TASK ITEM: Copy each line containing the word "skyscraper" from the records that follow, please.

========

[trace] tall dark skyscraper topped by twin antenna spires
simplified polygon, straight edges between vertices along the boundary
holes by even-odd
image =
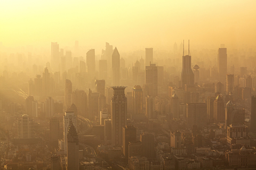
[[[188,45],[189,49],[189,45]],[[189,54],[188,50],[188,55],[182,56],[182,71],[181,71],[181,85],[182,88],[185,89],[185,84],[188,86],[194,86],[194,73],[191,69],[191,56]]]

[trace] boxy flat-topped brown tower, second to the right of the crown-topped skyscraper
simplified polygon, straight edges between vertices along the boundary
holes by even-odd
[[[142,156],[146,158],[154,158],[154,134],[149,132],[143,132],[140,134]]]

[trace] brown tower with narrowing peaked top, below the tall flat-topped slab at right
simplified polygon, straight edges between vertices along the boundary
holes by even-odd
[[[225,107],[222,95],[218,95],[214,100],[213,119],[214,123],[225,122]]]

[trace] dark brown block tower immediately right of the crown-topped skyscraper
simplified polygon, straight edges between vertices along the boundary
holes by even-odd
[[[128,159],[128,145],[129,142],[136,141],[137,133],[136,133],[136,128],[133,125],[126,125],[123,128],[123,154],[126,159]]]

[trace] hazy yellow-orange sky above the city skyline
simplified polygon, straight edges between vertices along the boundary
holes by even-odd
[[[5,46],[103,48],[256,44],[256,1],[1,0]]]

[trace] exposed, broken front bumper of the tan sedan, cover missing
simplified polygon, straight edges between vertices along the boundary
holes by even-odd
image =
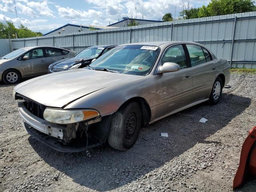
[[[90,136],[90,139],[76,139],[80,123],[62,126],[50,123],[32,114],[23,102],[18,102],[18,110],[22,118],[22,126],[27,132],[40,142],[60,152],[80,152],[102,144],[97,138]],[[96,118],[83,124],[90,125],[100,122]]]

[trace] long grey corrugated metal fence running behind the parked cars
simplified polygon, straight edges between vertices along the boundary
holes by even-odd
[[[57,46],[76,52],[93,45],[150,41],[194,41],[208,47],[232,67],[256,68],[256,12],[176,20],[132,27],[76,32],[65,36],[12,39],[13,50]]]

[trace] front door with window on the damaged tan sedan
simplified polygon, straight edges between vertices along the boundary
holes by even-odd
[[[173,62],[180,66],[176,72],[157,74],[156,117],[159,118],[192,102],[193,84],[188,59],[182,44],[169,47],[163,54],[160,64]]]

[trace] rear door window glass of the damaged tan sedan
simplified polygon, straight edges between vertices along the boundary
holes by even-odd
[[[186,46],[188,48],[188,54],[190,56],[192,67],[206,62],[206,58],[201,46],[190,44],[187,44]]]

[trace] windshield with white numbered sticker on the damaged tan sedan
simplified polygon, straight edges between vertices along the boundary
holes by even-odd
[[[154,66],[160,48],[148,45],[118,46],[98,58],[90,67],[123,74],[146,75]]]

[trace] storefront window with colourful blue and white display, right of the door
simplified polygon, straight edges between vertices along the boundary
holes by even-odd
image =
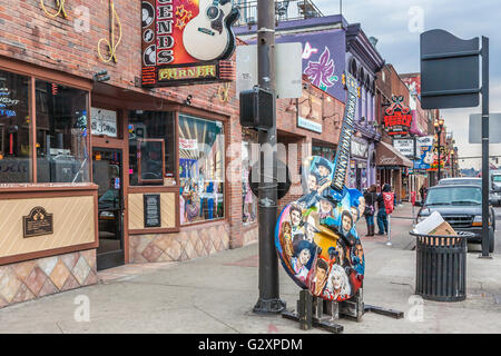
[[[223,123],[180,115],[181,225],[224,217],[224,177]]]

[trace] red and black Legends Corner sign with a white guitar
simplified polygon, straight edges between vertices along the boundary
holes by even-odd
[[[235,79],[230,0],[143,0],[141,9],[144,87]]]

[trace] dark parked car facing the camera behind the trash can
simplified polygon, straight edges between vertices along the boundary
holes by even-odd
[[[473,233],[469,243],[482,243],[482,189],[477,185],[438,185],[428,190],[424,204],[418,212],[421,222],[433,211],[440,212],[455,231]],[[491,209],[492,211],[492,209]],[[494,251],[494,215],[489,214],[489,251]]]

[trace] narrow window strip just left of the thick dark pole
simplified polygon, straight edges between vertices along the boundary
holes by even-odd
[[[250,190],[248,174],[253,161],[253,144],[258,144],[257,132],[243,129],[242,134],[242,184],[243,184],[243,217],[244,225],[257,221],[257,198]]]

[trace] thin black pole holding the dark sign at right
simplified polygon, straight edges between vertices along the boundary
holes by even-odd
[[[489,38],[482,36],[482,255],[489,257]]]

========

WRITTEN REPLY:
[trace] tall dark skyscraper topped by twin antenna spires
[trace] boxy flat-topped brown tower, second to the right of the crown-topped skyscraper
[trace] dark brown block tower immediately right of the crown-topped skyscraper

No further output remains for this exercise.